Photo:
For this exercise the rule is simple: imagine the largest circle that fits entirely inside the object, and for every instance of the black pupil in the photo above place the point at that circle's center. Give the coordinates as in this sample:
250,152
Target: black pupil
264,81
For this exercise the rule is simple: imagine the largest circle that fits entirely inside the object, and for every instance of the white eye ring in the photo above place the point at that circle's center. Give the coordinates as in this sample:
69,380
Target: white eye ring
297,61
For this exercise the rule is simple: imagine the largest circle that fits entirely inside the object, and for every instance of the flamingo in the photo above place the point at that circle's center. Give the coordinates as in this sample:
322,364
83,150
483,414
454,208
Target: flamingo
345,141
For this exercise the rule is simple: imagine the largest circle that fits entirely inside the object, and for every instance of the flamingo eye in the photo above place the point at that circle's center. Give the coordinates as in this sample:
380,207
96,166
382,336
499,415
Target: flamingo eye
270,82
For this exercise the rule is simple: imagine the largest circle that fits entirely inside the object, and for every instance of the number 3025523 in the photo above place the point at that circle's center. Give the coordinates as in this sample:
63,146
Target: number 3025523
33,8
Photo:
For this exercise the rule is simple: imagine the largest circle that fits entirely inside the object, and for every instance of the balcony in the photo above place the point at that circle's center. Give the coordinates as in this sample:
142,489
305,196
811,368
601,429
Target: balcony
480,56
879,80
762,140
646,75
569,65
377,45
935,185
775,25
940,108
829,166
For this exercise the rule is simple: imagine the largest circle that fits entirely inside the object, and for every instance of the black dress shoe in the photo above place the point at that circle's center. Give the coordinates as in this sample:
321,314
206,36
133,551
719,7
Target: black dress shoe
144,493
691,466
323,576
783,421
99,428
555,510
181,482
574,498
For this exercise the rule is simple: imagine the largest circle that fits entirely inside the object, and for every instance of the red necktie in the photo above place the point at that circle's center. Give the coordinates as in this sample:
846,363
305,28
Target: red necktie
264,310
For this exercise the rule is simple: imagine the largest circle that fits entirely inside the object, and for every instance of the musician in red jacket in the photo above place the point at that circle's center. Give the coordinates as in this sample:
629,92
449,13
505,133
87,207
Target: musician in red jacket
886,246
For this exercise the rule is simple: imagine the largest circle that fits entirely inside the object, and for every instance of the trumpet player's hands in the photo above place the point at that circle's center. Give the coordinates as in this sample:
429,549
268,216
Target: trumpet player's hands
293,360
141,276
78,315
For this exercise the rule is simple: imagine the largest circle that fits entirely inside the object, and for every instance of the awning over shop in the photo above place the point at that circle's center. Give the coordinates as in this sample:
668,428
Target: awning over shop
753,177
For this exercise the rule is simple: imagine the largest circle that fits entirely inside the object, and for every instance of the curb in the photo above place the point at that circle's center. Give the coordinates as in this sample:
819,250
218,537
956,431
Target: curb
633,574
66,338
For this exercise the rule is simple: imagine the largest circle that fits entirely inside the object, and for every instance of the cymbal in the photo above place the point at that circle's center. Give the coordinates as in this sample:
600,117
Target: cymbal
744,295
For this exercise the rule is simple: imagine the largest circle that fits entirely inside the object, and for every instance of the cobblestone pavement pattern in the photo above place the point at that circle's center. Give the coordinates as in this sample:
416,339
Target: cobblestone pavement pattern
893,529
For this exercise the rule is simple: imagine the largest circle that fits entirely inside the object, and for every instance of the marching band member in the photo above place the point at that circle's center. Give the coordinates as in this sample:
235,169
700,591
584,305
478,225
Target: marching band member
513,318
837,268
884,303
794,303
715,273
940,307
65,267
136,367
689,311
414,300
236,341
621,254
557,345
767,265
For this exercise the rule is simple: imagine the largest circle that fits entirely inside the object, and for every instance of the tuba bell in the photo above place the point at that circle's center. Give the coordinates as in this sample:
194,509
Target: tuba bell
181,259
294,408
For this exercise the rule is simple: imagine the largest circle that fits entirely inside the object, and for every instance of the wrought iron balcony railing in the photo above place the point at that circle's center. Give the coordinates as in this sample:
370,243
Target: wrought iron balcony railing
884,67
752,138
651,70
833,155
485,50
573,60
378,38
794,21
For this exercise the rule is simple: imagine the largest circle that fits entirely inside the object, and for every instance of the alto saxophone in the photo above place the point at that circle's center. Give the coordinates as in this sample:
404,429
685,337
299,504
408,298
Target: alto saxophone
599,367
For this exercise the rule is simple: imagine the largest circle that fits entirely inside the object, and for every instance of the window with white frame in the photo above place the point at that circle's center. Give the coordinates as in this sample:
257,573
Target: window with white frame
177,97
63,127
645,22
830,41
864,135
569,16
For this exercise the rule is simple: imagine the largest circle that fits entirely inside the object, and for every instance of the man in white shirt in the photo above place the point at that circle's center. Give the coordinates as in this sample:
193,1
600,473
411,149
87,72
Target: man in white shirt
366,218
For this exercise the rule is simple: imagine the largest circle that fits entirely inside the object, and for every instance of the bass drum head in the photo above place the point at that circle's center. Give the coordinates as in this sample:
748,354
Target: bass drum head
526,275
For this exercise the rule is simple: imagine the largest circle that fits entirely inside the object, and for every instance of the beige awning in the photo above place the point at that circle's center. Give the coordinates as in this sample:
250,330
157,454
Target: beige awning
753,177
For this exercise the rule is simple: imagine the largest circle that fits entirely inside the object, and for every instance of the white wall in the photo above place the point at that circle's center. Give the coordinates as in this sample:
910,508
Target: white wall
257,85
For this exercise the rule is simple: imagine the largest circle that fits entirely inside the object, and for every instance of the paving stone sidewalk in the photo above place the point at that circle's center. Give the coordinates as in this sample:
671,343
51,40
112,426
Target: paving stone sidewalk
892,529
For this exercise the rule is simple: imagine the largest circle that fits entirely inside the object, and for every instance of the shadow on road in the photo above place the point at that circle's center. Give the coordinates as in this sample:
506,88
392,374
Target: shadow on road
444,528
────
Put every line of the data above into a numbered list, leaving out any blank lines.

* _EXPECTED ANSWER_:
1. Photo:
2. For this exercise the rule is simple: imagine the largest circle that fits entirely inside the object, and for every instance of the black pupil in the photo above place the point at that circle's center. Give the coordinates as in this sample:
3. 250,152
4. Target: black pupil
5. 264,81
6. For this exercise the rule is simple: imagine the largest circle that fits entirely inside the object, and for every instance of the white eye ring in the photo above place the point at that circle's center. Give the coordinates as in this sample:
7. 69,380
8. Target: white eye ring
9. 297,61
10. For this exercise the rule is simple: imagine the largest circle that fits entirely inside the object, and for every instance of the flamingo in the photo above place the point at that circle's center. Give the coordinates as in this sample:
11. 322,364
12. 83,150
13. 483,414
14. 454,208
15. Target: flamingo
16. 345,141
17. For this exercise the rule is simple: imagine the largest circle that fits entirely inside the object, and for every instance of the flamingo eye in the photo above place the point at that circle's center. Give the coordinates as in this sample:
18. 380,207
19. 96,166
20. 382,336
21. 499,415
22. Target: flamingo eye
23. 270,82
24. For this exercise the rule is simple: imagine the largest circle that fits entirely inside the object, and for every instance of the number 3025523 in the photo above place the point at that circle's center. Give the coordinates as in this sample:
25. 63,146
26. Target: number 3025523
27. 33,8
28. Photo:
29. For this exercise the rule is simple: imagine the largest circle that fits entirely inside the object, and for every instance of the balcony in the photo above place the point at that circle's center. Give the coordinates as in this sample:
30. 142,489
31. 305,196
32. 811,368
33. 601,429
34. Target: balcony
35. 480,56
36. 879,80
37. 762,140
38. 646,75
39. 569,65
40. 377,45
41. 935,185
42. 775,25
43. 940,108
44. 829,166
45. For this exercise the rule is simple: imagine the largest circle that fits entirely inside the object, and for every instance of the black dress shoe in the photo above place the point at that circle's center. Give the coordinates as in this sample:
46. 321,314
47. 206,36
48. 133,551
49. 719,7
50. Target: black dress shoe
51. 144,493
52. 691,466
53. 323,576
54. 783,421
55. 99,428
56. 555,510
57. 181,482
58. 574,498
59. For this exercise the rule is simple: imagine the largest circle that fits entirely inside the object, and for every instance of the red necktie in the photo above place the point at that circle's center. Give the coordinates as in this sample:
60. 846,363
61. 305,28
62. Target: red necktie
63. 264,310
64. For this exercise the rule is simple: imagine the largest circle that fits entirely inside the object, and for every instance of the musician in red jacket in the photo above place the point at that circle's center. Give the coordinates as in this sample:
65. 629,92
66. 449,13
67. 505,133
68. 87,207
69. Target: musician in red jacket
70. 886,246
71. For this exercise the rule is simple: imagine the largest circle that fits entirely inside the object, and for every instance of the trumpet player's hands in the photo above place the point at that circle's center. Give the coordinates as in this sample:
72. 429,549
73. 268,216
74. Target: trumpet player's hands
75. 293,360
76. 141,276
77. 78,315
78. For this exercise the rule is simple: imagine the largest circle that fits entirely inside the object, and for every instance of the awning over shop in the photo above place the point at that circle's center. Give the coordinates as in this sample:
79. 668,428
80. Target: awning over shop
81. 753,177
82. For this exercise the rule is simple: imagine the largest circle that fits entirely inside the object, and for every instance of the curb in the photo above place the point at that circle's center. Give the coordinates as in this sample:
83. 819,250
84. 218,537
85. 956,431
86. Target: curb
87. 633,574
88. 66,338
89. For this exercise the rule is simple: imagine the largest circle that fits entirely inside the object, and for every instance of the cymbal in the photo above place the point at that circle's center. Give the coordinates as in this sample:
90. 600,117
91. Target: cymbal
92. 744,295
93. For this exercise the rule is simple: imagine the largest circle that fits entirely inside the object, and for every instance of the cobblestone pavement pattern in the photo above place the point at that circle's center. Give the coordinates as in this sample:
94. 416,339
95. Target: cobblestone pavement pattern
96. 893,529
97. For this exercise the rule is simple: imagine the largest circle that fits entirely inside the object, and for every instance of the marching band member in the photo above place the point at that circle's center. Give the coordinates as in this sample:
98. 235,169
99. 700,591
100. 584,305
101. 478,225
102. Target: marching band member
103. 513,318
104. 837,268
105. 884,303
106. 794,303
107. 715,273
108. 940,307
109. 65,267
110. 136,367
111. 689,311
112. 414,300
113. 236,341
114. 621,254
115. 557,345
116. 767,265
117. For this exercise the rule is simple: imagine the largest circle that fits entirely inside the object, and for every instance of the tuba bell in the photo above place the point at that circle's center. Give the coordinates as in this sample:
118. 194,509
119. Target: tuba bell
120. 181,259
121. 294,408
122. For this exercise the rule is simple: imagine the largest circle that fits entirely inside the object, and for every instance of the wrought iron balcony railing in the photo above place the point at that circle's center. Give the coordinates as in this sample:
123. 370,243
124. Target: wrought iron balcony railing
125. 884,67
126. 752,138
127. 651,70
128. 833,155
129. 485,50
130. 573,60
131. 378,38
132. 794,21
133. For this exercise the rule is simple: imagine the largest circle that fits entirely inside the object, and for every instance of the alto saxophone in the photo above place the point at that circle's center. Give the coordinates as in this sample:
134. 404,429
135. 685,337
136. 299,504
137. 408,298
138. Target: alto saxophone
139. 599,367
140. For this exercise the rule is simple: imagine the largest circle that fits entirely inside the object, and for every instance of the window with white frame in the photo above place the point at that circle's center. Give the coordinates as in this sample:
141. 257,573
142. Target: window with white frame
143. 177,97
144. 63,127
145. 645,22
146. 830,41
147. 864,135
148. 569,16
149. For this exercise the rule is simple: imagine the largest circle that fits entirely inside the object, and for every instance of the man in white shirt in the photo above place the point at that circle's center. Give the coordinates as in this sample:
150. 193,1
151. 600,473
152. 411,149
153. 87,72
154. Target: man in white shirt
155. 366,218
156. For this exercise the rule is simple: imagine the largest circle that fits entirely inside the object, and for every instance of the bass drum head in the photo above place the point at that circle's center. Give the coordinates as in this sample:
157. 748,354
158. Target: bass drum head
159. 526,275
160. For this exercise the rule is simple: imagine the largest circle that fits entirely inside the object, and for every instance of the beige awning in the photo above place the point at that circle's center. Give the coordinates as in this sample:
161. 250,330
162. 157,454
163. Target: beige awning
164. 753,177
165. For this exercise the rule is simple: imagine the largest circle that fits entirely inside the object, and for every instance of the white wall in the photo above place the point at that circle's center. Give the coordinates as in this sample:
166. 910,508
167. Target: white wall
168. 257,85
169. For this exercise the rule is simple: imagine the largest circle that fits entirely inside the object, and for every instance of the paving stone sidewalk in the photo above place the point at that circle's center. Give the coordinates as in this sample:
170. 671,343
171. 51,40
172. 112,426
173. Target: paving stone sidewalk
174. 892,529
175. For this exercise the rule is simple: imagine the largest circle that fits entirely inside the object, and for every instance of the shadow on road in the photo above place the point at that circle's center. Give the coordinates as in this sample:
176. 506,88
177. 392,374
178. Target: shadow on road
179. 444,528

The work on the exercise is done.